== Vorliegender Auszug ==
"Unterlassene Hilfeleistung" - Anmutungen und Zumutungen


Ausstellungseröffnung von Werner Neumann - Sibylle Peretti "Unterlassene Hilfeleistung" in Kunst-Raum Eisenstein (Galerie Sellner) am 24.5.92.

 

Allem Reden über Kunst haftet ein Manko an.

Der Redner wird in ein Dilemma gestürzt, im günstigen Fall von seinen Freunden, den Künstlern, im ungünstigen von der Lust an der Selbstdarstellung oder den Notwendigkeiten des Marktes, sei es der Kritik, sei es der Kunst. In meinem, günstigen Fall, stürze ich mich, mehr oder weniger wohlgemut, gern, meinen Freunden zuliebe, mehr aber noch meiner Liebe zu deren Kunst halber, in dieses Dilemma, das in seiner einfachsten Form heißt: "Je mehr Gerede, desto weniger Kunst." Eine Zumutung ist daher meine Rede und Zumutungen will ich auch tatsächlich an Sie herantragen - Zumutungen im besten Sinn des Wortes stellen vielleicht die Werke dar.

Setze ich sie der Zumutung: 'Rede über Kunst' aus, so will ich dennoch versuchen, in meiner Rede der Zumutung Kunst Platz zu schaffen, nicht im Versuch einer ultimaten Deutung und Vorgabe für Sie, sondern als Beispiel dafür, wie diese Kunst für mich Bedeutung gewinnt und welche. Ich selbst stehe also ein für diese Kunst in meiner ganz persönlichen Eigentümlichkeit. Am Schluß steht denn auch nur eins nicht in Frage, bei dieser Auslegung einer Kunst, die Fragen stellt, die Fragen erzwingt, die sich selbst und uns in Frage stellt. Nicht in Frage steht, daß diese Kunst die Möglichkeit eröffnet, einen offenen Blick für Bedeutung, für Welt, für uns selbst zu gewinnen. Die Möglichkeit steht deshalb nicht in Frage, weil diese Kunst für mich das leistet.

Immanuel Kant kennzeichnet das Sprechen über Kunst als ein subjektives Urteil mit der Anmutung auf Allgemeingültigkeit. So spreche ich denn von meiner Erfahrung mit der verstörenden und faszinierenden, der verletzenden und befreienden Kunst von Neumann - Peretti und verbinde doch damit einen theoretischen Gehalt, mute Ihnen an, jenseits aller objektivierenden Festschreibungen dem Gehalt der Werke sich zu öffnen.

Datenauflistung:
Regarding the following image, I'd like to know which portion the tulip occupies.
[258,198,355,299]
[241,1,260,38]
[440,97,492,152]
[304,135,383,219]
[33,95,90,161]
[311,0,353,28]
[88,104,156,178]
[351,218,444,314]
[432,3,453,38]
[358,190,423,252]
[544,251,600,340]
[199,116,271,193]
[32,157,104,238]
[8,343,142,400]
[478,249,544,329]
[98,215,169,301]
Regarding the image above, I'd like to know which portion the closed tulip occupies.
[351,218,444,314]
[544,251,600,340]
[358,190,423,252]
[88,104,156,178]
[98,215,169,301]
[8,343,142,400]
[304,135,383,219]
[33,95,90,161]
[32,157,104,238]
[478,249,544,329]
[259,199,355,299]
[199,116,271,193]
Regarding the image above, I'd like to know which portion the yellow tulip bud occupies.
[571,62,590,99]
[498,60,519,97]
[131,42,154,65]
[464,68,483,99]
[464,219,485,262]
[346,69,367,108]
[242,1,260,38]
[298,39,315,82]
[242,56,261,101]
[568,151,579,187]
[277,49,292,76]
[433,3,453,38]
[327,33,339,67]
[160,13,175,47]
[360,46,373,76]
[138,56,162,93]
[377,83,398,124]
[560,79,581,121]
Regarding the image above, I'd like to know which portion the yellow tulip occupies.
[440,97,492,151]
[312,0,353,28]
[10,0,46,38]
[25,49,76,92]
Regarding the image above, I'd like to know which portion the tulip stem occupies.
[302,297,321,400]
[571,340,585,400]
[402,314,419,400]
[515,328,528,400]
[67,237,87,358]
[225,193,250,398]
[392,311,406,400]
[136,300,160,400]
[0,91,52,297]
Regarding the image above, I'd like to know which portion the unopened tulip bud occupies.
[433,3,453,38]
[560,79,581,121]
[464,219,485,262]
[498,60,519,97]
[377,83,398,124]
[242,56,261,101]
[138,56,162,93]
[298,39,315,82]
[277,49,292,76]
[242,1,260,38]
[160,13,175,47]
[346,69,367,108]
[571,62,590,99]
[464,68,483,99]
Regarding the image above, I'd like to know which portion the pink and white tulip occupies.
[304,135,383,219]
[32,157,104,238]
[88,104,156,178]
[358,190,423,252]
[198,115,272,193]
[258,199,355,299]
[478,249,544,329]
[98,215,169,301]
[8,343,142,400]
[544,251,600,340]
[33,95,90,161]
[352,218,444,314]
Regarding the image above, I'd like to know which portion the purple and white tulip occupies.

== Aufgabenstellung ==
Entscheiden Sie für jede Aussage, ob sie mit der Eröffnungsrede übereinstimmt, und antworten Sie jeweils mit Ja oder Nein samt dem ausschlaggebenden Wortlaut der Rede als wörtlichem Zitat. 1. Die Ausstellung wurde am 24.5.92 eröffnet. 2. Der Redner will dem Publikum eine endgültige Deutung der Werke vorgeben. 3. Nach Kant ist das Sprechen über Kunst ein objektives Urteil. Die Zeilen sind eigenständiges Material und gehören nicht zur Eröffnungsrede.

== Vollständige Lösung ==
1. Ja: „am 24.5.92“
2. Nein: „nicht im Versuch einer ultimaten Deutung und Vorgabe für Sie“
3. Nein: „als ein subjektives Urteil mit der Anmutung auf Allgemeingültigkeit“